New Zealand nutrition and Māori health researcher

Lisa Anne Te Morenga (Ngāti Whātua Ōrākei, Te Uri o Hua, Ngāpuhi and Te Rarawa) is a New Zealand Māori academic, and she is a full professor at the Research Centre for Hauora and Health at Massey University. Her research focuses on nutrition and Māori health, especially in relation to dietary interventions to prevent metabolic disease. She is contesting the Te Tai Tonga electorate for the Green Party in the 2026 general election.

== Early life and education ==
Te Morenga whakapapas to Ngāti Whātua Ōrākei, Te Uri o Hua, Ngāpuhi and Te Rarawa.

Te Morenga began her science career with the New Zealand Institute of Forestry as a forestry science graduate at the University of Canterbury, before switching to studying human nutrition. Te Morenga completed a PhD titled The effects of altering macronutrient composition on diabetes risk at the University of Otago in 2010, supervised by Jim Mann, Sheila Williams and Rachel Brown.

==Academic career==

After completing her doctorate, Te Morenga joined the faculty of the University of Otago as part of the Edgar Diabetes and Obesity Research Centre. She then worked at Victoria University of Wellington, before moving to Massey University, rising to full professor in 2024.

Te Morenga's research focuses on how to prevent and treat obesity, diabetes and cardiovascular disease using dietary interventions. Her work has led to systematic reviews of the effect of sugar levels in the diet and also saturated fat intake and its effect on cardiometabolic disease in children. Her 2012 review of sugar intake in the British Medical Journal was hailed as "providing irrefutable evidence that sugar in the diet contributes to weight gain, resulting in changes to international nutrition policy".

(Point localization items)
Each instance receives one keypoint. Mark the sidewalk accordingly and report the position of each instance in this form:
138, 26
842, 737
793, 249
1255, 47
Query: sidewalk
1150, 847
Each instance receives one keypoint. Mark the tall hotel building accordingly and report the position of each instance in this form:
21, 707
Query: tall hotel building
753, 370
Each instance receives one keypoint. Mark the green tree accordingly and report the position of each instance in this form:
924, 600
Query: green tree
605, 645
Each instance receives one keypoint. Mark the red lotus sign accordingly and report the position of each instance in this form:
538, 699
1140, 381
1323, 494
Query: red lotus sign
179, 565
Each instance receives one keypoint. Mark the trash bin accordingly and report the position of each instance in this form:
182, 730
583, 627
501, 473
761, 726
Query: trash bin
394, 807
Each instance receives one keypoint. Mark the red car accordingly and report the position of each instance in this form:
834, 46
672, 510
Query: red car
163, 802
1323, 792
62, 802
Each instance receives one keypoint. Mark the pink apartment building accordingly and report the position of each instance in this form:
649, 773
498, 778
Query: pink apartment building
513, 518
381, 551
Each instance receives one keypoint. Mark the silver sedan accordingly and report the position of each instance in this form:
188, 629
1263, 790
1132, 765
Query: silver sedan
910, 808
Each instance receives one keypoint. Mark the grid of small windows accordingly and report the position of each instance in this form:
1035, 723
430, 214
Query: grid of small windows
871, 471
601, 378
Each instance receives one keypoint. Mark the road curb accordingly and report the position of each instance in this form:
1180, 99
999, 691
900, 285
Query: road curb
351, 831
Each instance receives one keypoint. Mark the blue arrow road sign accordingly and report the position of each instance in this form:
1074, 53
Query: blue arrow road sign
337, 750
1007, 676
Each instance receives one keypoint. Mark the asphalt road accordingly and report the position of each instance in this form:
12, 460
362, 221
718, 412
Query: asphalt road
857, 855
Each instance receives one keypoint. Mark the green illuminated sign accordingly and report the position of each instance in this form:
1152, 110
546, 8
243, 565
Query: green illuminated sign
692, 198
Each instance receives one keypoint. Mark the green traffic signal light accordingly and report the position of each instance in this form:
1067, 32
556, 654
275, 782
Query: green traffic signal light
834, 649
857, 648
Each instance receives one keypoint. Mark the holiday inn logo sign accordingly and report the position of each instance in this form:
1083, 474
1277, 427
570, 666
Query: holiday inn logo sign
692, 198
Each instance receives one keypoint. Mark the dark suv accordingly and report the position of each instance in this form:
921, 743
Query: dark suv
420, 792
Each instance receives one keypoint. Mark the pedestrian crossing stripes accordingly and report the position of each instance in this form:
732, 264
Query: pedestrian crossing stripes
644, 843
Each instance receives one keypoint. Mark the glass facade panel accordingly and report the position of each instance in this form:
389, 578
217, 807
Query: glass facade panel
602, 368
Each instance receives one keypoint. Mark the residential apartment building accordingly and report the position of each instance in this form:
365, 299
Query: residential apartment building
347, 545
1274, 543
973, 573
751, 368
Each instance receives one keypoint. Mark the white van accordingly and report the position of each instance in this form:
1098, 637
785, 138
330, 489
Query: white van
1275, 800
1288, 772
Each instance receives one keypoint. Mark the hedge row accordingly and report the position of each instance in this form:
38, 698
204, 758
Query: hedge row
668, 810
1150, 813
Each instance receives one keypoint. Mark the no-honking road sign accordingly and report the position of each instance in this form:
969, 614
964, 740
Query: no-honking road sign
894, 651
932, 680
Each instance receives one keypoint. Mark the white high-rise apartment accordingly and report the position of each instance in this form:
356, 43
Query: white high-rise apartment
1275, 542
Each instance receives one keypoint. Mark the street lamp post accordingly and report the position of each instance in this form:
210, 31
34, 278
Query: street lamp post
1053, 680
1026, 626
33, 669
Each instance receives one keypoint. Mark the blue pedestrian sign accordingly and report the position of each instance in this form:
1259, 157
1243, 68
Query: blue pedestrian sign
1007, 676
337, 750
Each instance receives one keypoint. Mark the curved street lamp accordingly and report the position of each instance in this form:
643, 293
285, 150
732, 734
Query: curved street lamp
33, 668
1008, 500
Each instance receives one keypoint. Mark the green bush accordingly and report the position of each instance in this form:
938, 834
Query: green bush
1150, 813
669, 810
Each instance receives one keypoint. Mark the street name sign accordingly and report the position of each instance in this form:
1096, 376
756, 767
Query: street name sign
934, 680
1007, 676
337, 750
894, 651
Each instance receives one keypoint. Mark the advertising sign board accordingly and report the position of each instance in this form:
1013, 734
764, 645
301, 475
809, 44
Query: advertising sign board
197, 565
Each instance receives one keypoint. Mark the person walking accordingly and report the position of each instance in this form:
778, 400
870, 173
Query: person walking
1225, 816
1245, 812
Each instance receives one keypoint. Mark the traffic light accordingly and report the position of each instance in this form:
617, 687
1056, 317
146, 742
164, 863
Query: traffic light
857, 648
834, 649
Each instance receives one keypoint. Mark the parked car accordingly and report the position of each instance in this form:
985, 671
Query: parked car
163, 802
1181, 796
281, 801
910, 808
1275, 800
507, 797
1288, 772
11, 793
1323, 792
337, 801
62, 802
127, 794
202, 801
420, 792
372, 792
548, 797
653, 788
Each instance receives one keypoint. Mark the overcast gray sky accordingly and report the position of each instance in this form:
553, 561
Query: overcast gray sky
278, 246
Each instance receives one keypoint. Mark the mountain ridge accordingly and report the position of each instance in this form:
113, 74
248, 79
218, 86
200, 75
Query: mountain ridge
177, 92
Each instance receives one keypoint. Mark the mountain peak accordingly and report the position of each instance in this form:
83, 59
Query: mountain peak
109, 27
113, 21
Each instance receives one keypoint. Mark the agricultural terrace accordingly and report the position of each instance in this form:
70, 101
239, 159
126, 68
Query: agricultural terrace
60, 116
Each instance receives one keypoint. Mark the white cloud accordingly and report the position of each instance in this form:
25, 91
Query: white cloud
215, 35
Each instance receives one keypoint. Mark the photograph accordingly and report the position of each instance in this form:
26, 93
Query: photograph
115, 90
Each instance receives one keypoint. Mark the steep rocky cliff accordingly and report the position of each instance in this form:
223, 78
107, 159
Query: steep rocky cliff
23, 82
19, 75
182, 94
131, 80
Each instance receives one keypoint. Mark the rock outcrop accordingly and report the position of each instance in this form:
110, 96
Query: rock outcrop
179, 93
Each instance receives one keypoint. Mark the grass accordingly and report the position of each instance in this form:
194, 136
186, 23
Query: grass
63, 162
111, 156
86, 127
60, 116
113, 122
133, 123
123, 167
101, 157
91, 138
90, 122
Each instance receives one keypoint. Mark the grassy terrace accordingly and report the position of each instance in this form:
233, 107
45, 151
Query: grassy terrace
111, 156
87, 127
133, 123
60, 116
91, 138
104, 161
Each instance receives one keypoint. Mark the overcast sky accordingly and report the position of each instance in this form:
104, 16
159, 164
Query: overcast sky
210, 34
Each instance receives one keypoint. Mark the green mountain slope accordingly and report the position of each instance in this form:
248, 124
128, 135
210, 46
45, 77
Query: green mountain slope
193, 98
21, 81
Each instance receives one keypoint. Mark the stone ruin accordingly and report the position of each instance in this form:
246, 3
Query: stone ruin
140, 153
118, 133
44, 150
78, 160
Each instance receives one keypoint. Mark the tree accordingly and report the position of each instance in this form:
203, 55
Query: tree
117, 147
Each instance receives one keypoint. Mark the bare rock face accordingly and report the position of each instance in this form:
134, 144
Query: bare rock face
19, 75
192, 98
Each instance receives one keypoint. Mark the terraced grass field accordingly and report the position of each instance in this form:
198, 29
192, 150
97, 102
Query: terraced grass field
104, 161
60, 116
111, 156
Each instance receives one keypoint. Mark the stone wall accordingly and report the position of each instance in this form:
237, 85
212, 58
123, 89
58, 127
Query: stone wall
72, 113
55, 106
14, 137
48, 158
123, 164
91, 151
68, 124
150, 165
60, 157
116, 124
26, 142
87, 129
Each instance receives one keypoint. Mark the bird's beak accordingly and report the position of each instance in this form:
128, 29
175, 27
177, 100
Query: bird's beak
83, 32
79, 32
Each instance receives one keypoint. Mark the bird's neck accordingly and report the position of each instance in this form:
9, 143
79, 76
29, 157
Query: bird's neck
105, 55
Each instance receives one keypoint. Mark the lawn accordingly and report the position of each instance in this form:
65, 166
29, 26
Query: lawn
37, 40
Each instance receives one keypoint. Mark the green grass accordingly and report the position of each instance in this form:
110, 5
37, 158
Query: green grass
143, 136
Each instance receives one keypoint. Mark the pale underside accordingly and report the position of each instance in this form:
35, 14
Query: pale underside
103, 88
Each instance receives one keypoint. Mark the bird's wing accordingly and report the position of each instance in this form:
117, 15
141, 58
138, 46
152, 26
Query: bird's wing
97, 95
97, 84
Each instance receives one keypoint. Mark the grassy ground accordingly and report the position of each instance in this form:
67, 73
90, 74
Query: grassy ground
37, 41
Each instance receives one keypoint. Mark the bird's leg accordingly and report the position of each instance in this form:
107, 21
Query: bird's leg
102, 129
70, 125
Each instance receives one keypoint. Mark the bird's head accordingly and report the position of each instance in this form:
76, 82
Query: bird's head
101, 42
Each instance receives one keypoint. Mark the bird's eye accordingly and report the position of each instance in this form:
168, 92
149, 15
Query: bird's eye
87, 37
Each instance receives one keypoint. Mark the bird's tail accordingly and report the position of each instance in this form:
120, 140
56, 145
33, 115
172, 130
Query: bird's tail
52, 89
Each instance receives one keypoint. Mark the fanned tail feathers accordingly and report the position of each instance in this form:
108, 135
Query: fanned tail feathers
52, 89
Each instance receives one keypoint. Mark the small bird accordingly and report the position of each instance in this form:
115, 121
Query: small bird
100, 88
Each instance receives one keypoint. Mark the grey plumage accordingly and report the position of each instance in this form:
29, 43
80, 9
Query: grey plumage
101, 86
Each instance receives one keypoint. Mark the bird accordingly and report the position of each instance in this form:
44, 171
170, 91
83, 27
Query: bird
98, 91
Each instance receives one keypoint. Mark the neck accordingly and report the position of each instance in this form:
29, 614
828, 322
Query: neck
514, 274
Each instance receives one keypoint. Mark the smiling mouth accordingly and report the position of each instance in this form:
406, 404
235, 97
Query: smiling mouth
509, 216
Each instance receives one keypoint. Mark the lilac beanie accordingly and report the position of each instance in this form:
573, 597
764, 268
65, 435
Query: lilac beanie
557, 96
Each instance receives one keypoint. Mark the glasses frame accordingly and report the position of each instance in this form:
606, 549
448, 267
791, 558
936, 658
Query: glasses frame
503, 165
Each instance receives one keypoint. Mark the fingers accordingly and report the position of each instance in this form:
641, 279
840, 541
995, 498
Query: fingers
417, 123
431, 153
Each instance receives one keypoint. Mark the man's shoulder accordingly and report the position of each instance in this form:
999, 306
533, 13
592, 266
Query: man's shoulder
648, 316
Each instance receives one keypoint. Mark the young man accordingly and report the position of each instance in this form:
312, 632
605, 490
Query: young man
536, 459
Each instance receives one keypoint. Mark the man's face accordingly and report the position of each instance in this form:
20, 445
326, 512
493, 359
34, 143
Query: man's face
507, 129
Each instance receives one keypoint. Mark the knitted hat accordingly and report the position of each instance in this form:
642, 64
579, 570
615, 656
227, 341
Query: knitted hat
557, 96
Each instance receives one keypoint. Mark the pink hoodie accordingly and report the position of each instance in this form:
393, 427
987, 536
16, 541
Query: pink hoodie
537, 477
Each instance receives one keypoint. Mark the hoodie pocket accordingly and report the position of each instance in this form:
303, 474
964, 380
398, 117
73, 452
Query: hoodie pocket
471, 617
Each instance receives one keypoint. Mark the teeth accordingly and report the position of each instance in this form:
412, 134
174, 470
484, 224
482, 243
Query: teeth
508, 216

Work instruction
Can you reproduce, word for word, everything from "Te Morenga began" down to "professor in 2024." in the Te Morenga biography?

Answer
Te Morenga began her science career with the New Zealand Institute of Forestry as a forestry science graduate at the University of Canterbury, before switching to studying human nutrition. Te Morenga completed a PhD titled The effects of altering macronutrient composition on diabetes risk at the University of Otago in 2010, supervised by Jim Mann, Sheila Williams and Rachel Brown.

==Academic career==

After completing her doctorate, Te Morenga joined the faculty of the University of Otago as part of the Edgar Diabetes and Obesity Research Centre. She then worked at Victoria University of Wellington, before moving to Massey University, rising to full professor in 2024.